(Entries from a pointing dataset)
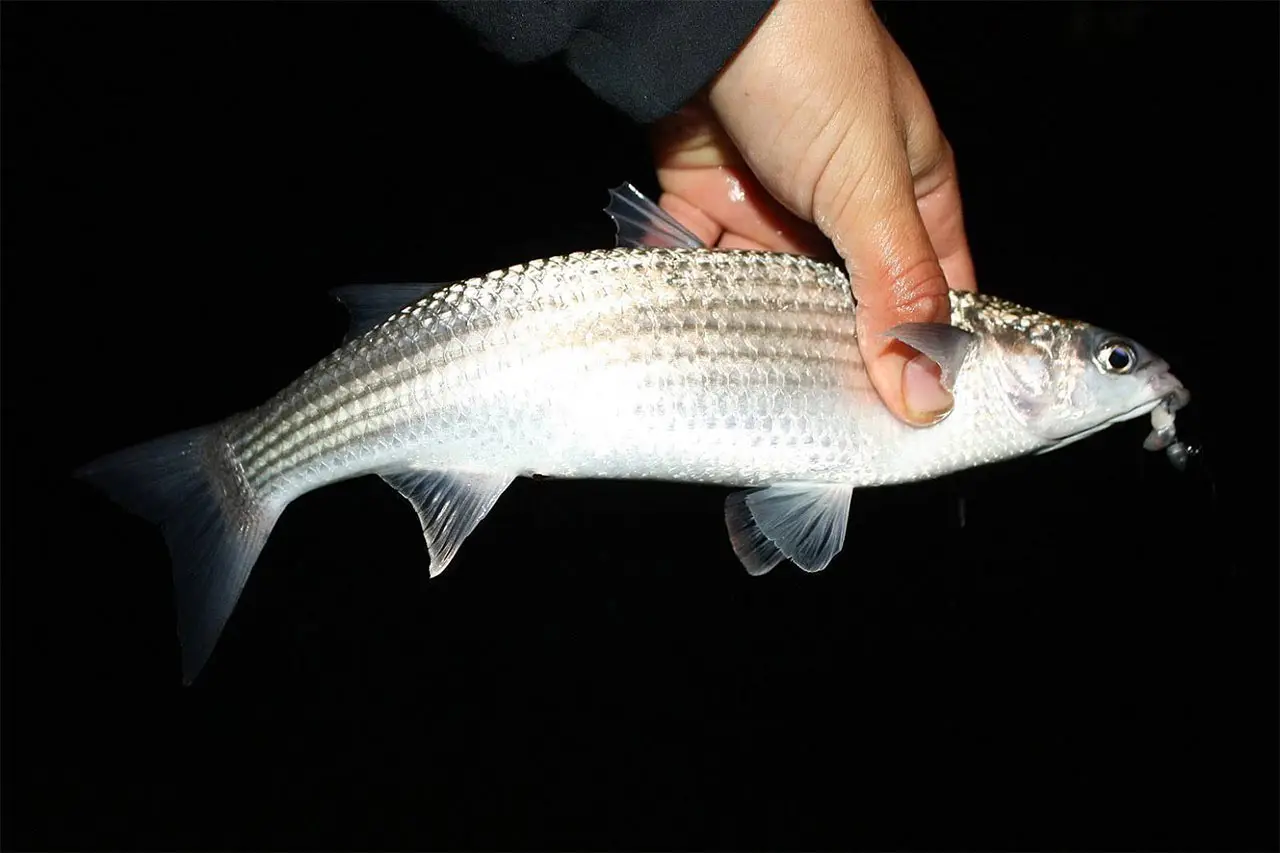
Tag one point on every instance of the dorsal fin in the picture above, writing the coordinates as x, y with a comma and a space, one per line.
371, 304
643, 223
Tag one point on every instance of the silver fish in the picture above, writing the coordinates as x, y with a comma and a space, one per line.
659, 359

Exercise directions:
Render the lines above as a Markdown table with the columns Row and Line, numbering each row, skipping any blank lines, and leaving the pictures out.

Full response:
| Row | Line |
|---|---|
| 1 | Tag one point on every instance of the dorsal fin in the picture above, writing the coordinates as x, y with a comma and a space, one per line. |
| 2 | 371, 304 |
| 3 | 643, 223 |
| 4 | Tag one point on every instance of the silver fish in the picture above, writing the coordinates as x, y with a comma and a space, one per line. |
| 5 | 659, 359 |